* **Work required**: For this exercise, repeat the records below exactly as written.

* **Information supplied**:
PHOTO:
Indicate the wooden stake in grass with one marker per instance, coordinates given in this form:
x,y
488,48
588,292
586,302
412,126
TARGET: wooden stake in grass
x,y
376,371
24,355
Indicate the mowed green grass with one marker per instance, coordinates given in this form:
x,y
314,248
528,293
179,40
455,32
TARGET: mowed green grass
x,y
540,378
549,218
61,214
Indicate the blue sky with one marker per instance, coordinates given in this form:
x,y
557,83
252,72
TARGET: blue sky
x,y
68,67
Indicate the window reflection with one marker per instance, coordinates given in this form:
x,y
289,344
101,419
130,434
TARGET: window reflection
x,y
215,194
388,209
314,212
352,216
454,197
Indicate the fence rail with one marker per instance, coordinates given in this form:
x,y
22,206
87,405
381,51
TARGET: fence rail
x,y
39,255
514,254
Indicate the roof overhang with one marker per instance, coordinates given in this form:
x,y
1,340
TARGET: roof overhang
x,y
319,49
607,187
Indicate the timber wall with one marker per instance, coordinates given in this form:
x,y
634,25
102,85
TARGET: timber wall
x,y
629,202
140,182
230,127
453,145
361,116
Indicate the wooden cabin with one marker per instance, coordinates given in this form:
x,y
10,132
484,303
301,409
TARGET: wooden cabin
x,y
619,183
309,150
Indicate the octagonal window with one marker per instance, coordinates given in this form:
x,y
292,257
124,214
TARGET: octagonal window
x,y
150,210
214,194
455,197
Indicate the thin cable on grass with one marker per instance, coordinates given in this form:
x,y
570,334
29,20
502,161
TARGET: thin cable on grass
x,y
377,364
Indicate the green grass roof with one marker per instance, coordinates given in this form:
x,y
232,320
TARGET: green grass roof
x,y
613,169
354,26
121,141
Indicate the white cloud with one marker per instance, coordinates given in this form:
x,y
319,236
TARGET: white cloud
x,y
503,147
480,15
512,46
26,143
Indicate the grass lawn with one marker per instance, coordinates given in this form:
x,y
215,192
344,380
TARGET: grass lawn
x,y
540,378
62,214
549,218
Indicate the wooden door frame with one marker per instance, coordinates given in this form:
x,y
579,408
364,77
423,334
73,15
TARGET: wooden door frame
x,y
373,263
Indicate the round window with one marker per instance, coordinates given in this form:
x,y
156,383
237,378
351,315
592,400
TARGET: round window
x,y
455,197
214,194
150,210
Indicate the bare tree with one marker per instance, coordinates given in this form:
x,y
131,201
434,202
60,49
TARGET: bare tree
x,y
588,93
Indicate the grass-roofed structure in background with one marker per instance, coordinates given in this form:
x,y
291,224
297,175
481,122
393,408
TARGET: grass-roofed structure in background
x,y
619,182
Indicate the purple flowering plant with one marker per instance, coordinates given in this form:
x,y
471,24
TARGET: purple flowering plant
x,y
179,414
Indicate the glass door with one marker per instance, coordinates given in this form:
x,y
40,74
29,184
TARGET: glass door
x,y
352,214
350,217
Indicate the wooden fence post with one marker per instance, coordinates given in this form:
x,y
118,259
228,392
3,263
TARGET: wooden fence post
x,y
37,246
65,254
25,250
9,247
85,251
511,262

* **Exercise response**:
PHOTO:
Indicate the wooden stake in grass with one marker per instance, coordinates given in this form:
x,y
488,48
588,292
586,302
412,126
TARGET: wooden stake in grass
x,y
376,371
24,355
Indicate the mowed green grass with one marker per instance, coordinates given in this form:
x,y
314,248
528,293
179,40
455,32
TARGET: mowed green grass
x,y
540,378
549,218
61,214
Indicate the blue sky with one marker per instance, coordinates given in this form:
x,y
557,83
252,72
TARGET: blue sky
x,y
68,67
Indicate the window reflection with one marker per instance, coordinates given in this form:
x,y
289,344
101,419
130,434
TARGET: window reflection
x,y
215,194
388,209
314,212
352,216
454,197
Indicate the fence rail with one marker per instance, coordinates given in this form:
x,y
22,206
87,405
381,51
TARGET: fence rail
x,y
39,255
514,254
Indicate the roof overhang with one marker per instance, coordinates given in this form:
x,y
1,340
TARGET: roof overhang
x,y
319,49
607,187
Indicate the timber wall with one marker per instance, coordinates given in this form:
x,y
634,25
102,85
TARGET: timber wall
x,y
629,202
140,182
230,127
453,145
361,116
Indicate the wooden cabin with one marker per instance, coordinates given in this form:
x,y
10,132
484,303
301,409
TARGET: wooden cabin
x,y
619,183
309,150
Indicate the octagonal window with one marker per instance, coordinates given in this form:
x,y
292,257
124,214
TARGET: octagonal window
x,y
150,210
214,194
455,197
Indicate the thin cable on grass with one marker per instance, coordinates given in this form:
x,y
570,334
29,20
502,161
TARGET: thin cable on grass
x,y
377,364
Indicate the green grass roof with one marker per instance, coordinates given in this form:
x,y
232,320
TARGET: green grass roof
x,y
613,169
354,26
121,141
Indicate the white cloud with one marker per instance, coordinates given in this form:
x,y
319,236
TARGET: white cloud
x,y
503,147
480,15
512,46
26,143
Indicate the grass lawn with one marker per instance, coordinates given in this form:
x,y
215,192
344,380
TARGET: grass lawn
x,y
540,378
62,214
549,218
Indicate the wooden door frame with one marker per instance, coordinates given in this form:
x,y
579,408
364,77
423,334
73,15
TARGET: wooden door frame
x,y
373,263
Indicate the round window with one marker per instance, coordinates given in this form:
x,y
156,383
237,378
351,315
592,400
TARGET: round window
x,y
455,197
214,194
150,210
Indicate the bare tree with one marker per instance, coordinates given in this form:
x,y
131,201
434,202
60,49
TARGET: bare tree
x,y
588,93
Indicate the grass-roofed structure in background with one marker per instance, coordinates given in this form:
x,y
291,224
297,175
481,122
393,408
TARGET: grass-roofed structure in background
x,y
619,182
Indicate the purple flowering plant with one marker per instance, coordinates given in this form:
x,y
471,24
TARGET: purple flowering plant
x,y
179,414
Indicate the glass door with one marker per instance, coordinates given in this form:
x,y
40,74
29,184
TARGET: glass door
x,y
352,214
350,217
Indicate the wooden fence post with one marker per instance, coordinates given in this form:
x,y
118,259
228,392
3,263
TARGET: wooden fence post
x,y
37,246
65,254
25,250
9,247
85,251
511,262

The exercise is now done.